═════ Passage to read

Related Applications: This application is a continuation-in-part of U.S. application Ser. No. 09/709,999, filed Nov. 10, 2000, and entitled IMPREGNATED BIT WITH PDC CUTTERS IN CONE AREA, now U.S. Pat. No. 6,510,906, issued Jan. 28, 2003, which claims the benefit of U.S. Provisional Patent Application Ser. No. 60/167,781, filed Nov. 29, 1999.

1. Field of the Invention

The present invention relates generally to fixed cutter or drag-type bits for drilling subterranean formations and, more specifically, to drag bits for drilling hard and/or abrasive rock formations, and especially for drilling such formations interbedded with soft and nonabrasive layers.

2. State of the Art

So-called “impregnated” drag bits are used conventionally for drilling hard and/or abrasive rock formations, such as sandstones. The impregnated drill bits typically employ a cutting face composed of superabrasive cutting particles, such as natural or synthetic diamond grit, dispersed within a matrix of wear-resistant material. As such a bit drills, the matrix and embedded diamond particles wear, worn cutting particles are lost and new cutting particles are exposed. These diamond particles may either be natural or synthetic and may be cast integral with the body of the bit, as in low-pressure infiltration, or may be preformed separately, as in hot isostatic pressure infiltration, and attached to the bit by brazing or furnaced to the bit body during manufacturing thereof by an infiltration process.

Conventional impregnated bits generally exhibit a poor hydraulics design by employing a crow's foot to distribute drilling fluid across the bit face and providing only minimal flow area. Further, conventional impregnated bits do not drill effectively when the bit encounters softer and less abrasive layers of rock, such as shales. When drilling through shale, or other soft formations, with a conventional impregnated drag bit, the cutting structure tends to quickly clog or “ball up” with formation material, making the drill bit ineffective. The softer formations can also plug up fluid courses formed in the drill bit, causing heat buildup and premature wear of the bit. Therefore, when shale-type formations are encountered, a more aggressive bit is desired to achieve a higher rate of penetration (ROP). It follows, therefore, that selection of a bit for use in a particular drilling operation becomes more complicated when it is expected that formations of more than one type will be encountered during the drilling operation.

══════════

### Stated exercise
Print the passage of the drill bit patent text running from "Related Applications: This" up to and including "and nonabrasive layers.", word for word.

═════ Data excerpts

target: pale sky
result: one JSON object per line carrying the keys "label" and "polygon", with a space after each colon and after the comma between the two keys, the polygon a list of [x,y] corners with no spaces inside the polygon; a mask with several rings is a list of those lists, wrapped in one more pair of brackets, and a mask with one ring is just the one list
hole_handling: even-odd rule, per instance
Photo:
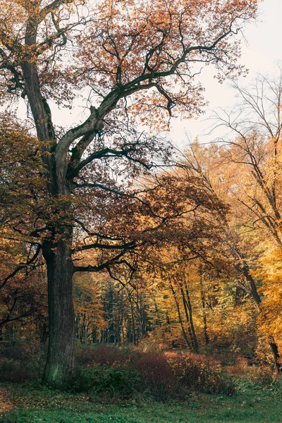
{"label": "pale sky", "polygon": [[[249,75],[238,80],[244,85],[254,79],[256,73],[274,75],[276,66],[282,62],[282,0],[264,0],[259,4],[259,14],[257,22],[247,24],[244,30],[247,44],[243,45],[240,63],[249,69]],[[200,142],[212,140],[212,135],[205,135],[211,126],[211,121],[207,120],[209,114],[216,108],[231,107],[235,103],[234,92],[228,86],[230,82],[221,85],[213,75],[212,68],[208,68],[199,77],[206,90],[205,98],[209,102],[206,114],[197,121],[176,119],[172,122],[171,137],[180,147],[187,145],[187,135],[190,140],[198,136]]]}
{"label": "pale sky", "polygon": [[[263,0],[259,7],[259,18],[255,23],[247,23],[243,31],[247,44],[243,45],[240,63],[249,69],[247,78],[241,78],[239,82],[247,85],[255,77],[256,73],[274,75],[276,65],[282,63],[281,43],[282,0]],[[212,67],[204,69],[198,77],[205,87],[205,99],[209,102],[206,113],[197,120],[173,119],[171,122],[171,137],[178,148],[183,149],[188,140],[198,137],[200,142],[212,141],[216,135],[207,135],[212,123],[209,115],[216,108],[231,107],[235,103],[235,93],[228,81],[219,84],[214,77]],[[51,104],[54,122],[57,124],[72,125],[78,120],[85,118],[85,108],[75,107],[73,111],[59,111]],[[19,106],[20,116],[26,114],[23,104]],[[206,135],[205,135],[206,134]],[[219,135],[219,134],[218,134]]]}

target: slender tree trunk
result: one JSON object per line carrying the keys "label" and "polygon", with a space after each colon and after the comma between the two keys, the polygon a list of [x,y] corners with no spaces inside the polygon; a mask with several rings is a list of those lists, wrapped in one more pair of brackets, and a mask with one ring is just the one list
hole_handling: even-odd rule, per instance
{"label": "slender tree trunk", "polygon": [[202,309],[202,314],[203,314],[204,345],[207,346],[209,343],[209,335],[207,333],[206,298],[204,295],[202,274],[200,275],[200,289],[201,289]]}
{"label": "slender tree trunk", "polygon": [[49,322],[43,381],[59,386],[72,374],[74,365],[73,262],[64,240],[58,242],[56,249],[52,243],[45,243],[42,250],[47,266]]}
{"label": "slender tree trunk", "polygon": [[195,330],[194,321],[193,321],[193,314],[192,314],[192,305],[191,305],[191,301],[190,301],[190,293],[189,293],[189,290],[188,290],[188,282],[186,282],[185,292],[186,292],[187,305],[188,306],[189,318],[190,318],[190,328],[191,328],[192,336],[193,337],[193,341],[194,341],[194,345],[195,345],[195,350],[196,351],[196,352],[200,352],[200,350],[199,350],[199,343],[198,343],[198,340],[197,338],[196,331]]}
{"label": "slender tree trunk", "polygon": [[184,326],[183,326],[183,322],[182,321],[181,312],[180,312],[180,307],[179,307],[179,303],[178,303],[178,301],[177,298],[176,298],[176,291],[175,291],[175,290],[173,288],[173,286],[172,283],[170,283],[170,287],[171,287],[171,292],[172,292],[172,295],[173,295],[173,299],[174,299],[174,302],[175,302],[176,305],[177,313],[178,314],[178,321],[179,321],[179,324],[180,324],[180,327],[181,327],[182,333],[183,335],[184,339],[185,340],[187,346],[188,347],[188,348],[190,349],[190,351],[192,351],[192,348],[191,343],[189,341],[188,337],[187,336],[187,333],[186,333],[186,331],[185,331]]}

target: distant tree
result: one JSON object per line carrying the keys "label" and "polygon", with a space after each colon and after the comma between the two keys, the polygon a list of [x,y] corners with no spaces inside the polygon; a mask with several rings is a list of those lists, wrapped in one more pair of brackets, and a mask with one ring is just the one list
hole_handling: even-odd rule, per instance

══════════

### Answer for this exercise
Related Applications: This application is a continuation-in-part of U.S. application Ser. No. 09/709,999, filed Nov. 10, 2000, and entitled IMPREGNATED BIT WITH PDC CUTTERS IN CONE AREA, now U.S. Pat. No. 6,510,906, issued Jan. 28, 2003, which claims the benefit of U.S. Provisional Patent Application Ser. No. 60/167,781, filed Nov. 29, 1999.

1. Field of the Invention

The present invention relates generally to fixed cutter or drag-type bits for drilling subterranean formations and, more specifically, to drag bits for drilling hard and/or abrasive rock formations, and especially for drilling such formations interbedded with soft and nonabrasive layers.